Text:
= Ko Kwat Tiong =

Ko Kwat Tiong Sia (1896–1970), known as Mr. Ko Kwat Tiong and later Mohamad Saleh, was a prominent Indonesian politician, lawyer, civil servant and university lecturer. He was elected to the Volksraad (the colonial legislature) in 1935 as a representative of the Partai Tionghoa Indonesia (PTI: the 'Chinese-Indonesian Party'), and – after Independence in 1945 – headed the Balai Harta Peninggalan (the ‘Public Trustee Office’) in Central Java until retiring in 1960.

==Biography==
===Family and early life===
Ko was born in 1898 in Parakan, Central Java, to the town's Luitenant der Chinezen, Ko Djie Soen (in office from 1893 until 1898), and as such into a Peranakan family of the ‘Cabang Atas’ gentry. The Chinese lieutenancy was a post in the colonial civil administration (the Bestuur over Vreemde Oosterlingen) with political and legal jurisdiction over the local Chinese community; by Indies custom, as the son of a Chinese officer, Ko Kwat Tiong bore the hereditary style of Sia. Ko was brought up by his much-older brother, the prominent businessman and community leader Ko Kwat Ie, who founded the eponymous cigar factory in Magelang, Central Java.

Ko attended the Europeesche Lagere School (ELS) in Magelang and the Hogere Burgerschool (HBS) in Semarang; both institutions only admitted elite European students and a very small number of select non-Europeans. At the HBS, he founded a western-style club, named ‘Djien Gie Lee Tie Sien’ after the five Confucian virtues, which Ko – conversant only in Malay, Dutch, Javanese and European languages – studied in western translations of the Chinese classics.

Exercise set:
- a) According to the article on Ko Kwat Tiong, which office did he head in Central Java after Independence?
- b) Quote the stretch of the Ko Kwat Tiong article from "Ko attended the" through "the Chinese classics.".
- c) Continue the article on Ko Kwat Tiong from the point where it stops.
The material has no connection to the article on Ko Kwat Tiong.

Data lines:
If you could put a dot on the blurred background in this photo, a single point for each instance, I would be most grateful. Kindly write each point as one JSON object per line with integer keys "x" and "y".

Answer set:
- a) He headed the Balai Harta Peninggalan, the Public Trustee Office.

- b)
Ko attended the Europeesche Lagere School (ELS) in Magelang and the Hogere Burgerschool (HBS) in Semarang; both institutions only admitted elite European students and a very small number of select non-Europeans. At the HBS, he founded a western-style club, named ‘Djien Gie Lee Tie Sien’ after the five Confucian virtues, which Ko – conversant only in Malay, Dutch, Javanese and European languages – studied in western translations of the Chinese classics.

- c)
===Early career and Leiden===
Instead of going to university in Europe, as originally planned, Ko was forced because of World War I to postpone his studies. He worked as a journalist in Yogyakarta for Palita, a local newspaper, then at the Escompto Bank (now Bank Dagang Negara). It was only in 1920, together with his first wife Lie Giok Ing, that Ko finally left for the Netherlands to study law at Leiden University.

While in Leiden, Ko joined Chung Hwa Hui Nederland, a Peranakan student association, and socialised in elite Peranakan student circles. He did, however, also associate with indigenous Indonesian students, such Sartono, Sastromoeljono, Besar Mertokoesoemo, Mochamad Soejoedi and Soenario who would all later feature prominently as leaders of the Partai Nasional Indonesia (PNI: the 'Indonesian National Party'), an influential political party in post-revolutionary Indonesia. Ko graduated in 1926, then returned to Java.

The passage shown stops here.